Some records
******************************
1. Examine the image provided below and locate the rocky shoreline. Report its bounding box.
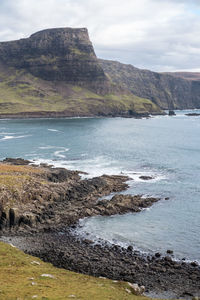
[0,111,166,119]
[0,159,200,298]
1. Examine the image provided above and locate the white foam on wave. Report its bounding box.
[0,135,31,141]
[54,148,69,158]
[47,128,59,132]
[30,156,167,185]
[122,171,167,183]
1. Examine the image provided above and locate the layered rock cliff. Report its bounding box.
[0,28,106,82]
[0,28,161,117]
[99,60,200,109]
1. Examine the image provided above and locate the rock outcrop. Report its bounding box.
[0,28,162,118]
[99,59,200,109]
[0,28,107,83]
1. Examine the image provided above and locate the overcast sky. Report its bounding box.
[0,0,200,71]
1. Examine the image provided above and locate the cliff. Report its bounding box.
[99,60,200,109]
[0,28,161,117]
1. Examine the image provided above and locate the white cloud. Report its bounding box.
[0,0,200,71]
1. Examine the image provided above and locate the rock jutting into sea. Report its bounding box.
[0,159,200,298]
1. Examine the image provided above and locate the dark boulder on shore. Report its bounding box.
[0,159,200,298]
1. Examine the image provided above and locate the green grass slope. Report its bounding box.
[0,65,161,117]
[0,242,154,300]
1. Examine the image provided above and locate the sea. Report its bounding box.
[0,110,200,262]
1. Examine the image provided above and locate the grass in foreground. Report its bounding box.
[0,242,153,300]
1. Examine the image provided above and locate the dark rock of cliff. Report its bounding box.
[0,28,106,82]
[0,28,162,118]
[99,59,200,109]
******************************
• Directions for this task
Please copy every one of the records above word for word, omitting the picture.

• Answer for the task
1. Examine the image provided below and locate the rocky shoreline. Report its bounding box.
[0,111,166,119]
[0,159,200,298]
1. Examine the image provided above and locate the white foam on wave. Report its bounding box.
[0,135,31,141]
[54,148,69,158]
[47,128,59,132]
[30,156,167,185]
[122,171,167,183]
1. Examine the image provided above and locate the layered rock cliff. Report its bounding box.
[0,28,106,82]
[0,28,161,117]
[99,60,200,109]
1. Examine the image provided above and locate the rock outcrop. Report its bounding box.
[0,28,162,118]
[99,59,200,109]
[0,28,107,83]
1. Examine the image provided above and locate the overcast sky. Report its bounding box.
[0,0,200,71]
1. Examine the image provided above and locate the cliff. Report its bounding box.
[99,60,200,109]
[0,28,161,117]
1. Examine the image provided above and locate the white cloud. Report its bounding box.
[0,0,200,71]
1. Examine the image provided above and locate the rock jutting into sea. Report its bounding box.
[0,159,200,298]
1. Examine the image provided above and locate the dark boulder on shore. Report its bounding box.
[0,159,200,298]
1. Examine the image provided above and locate the green grass slope. Report its bounding box.
[0,65,161,117]
[0,242,154,300]
1. Examine the image provided above and locate the sea. Report its bounding box.
[0,110,200,262]
1. Examine the image provided above and locate the grass in foreground. Report its bounding box.
[0,242,153,300]
1. Examine the image provided above and locate the dark rock of cliff. Report its bounding box.
[0,28,106,82]
[0,28,162,118]
[99,59,200,109]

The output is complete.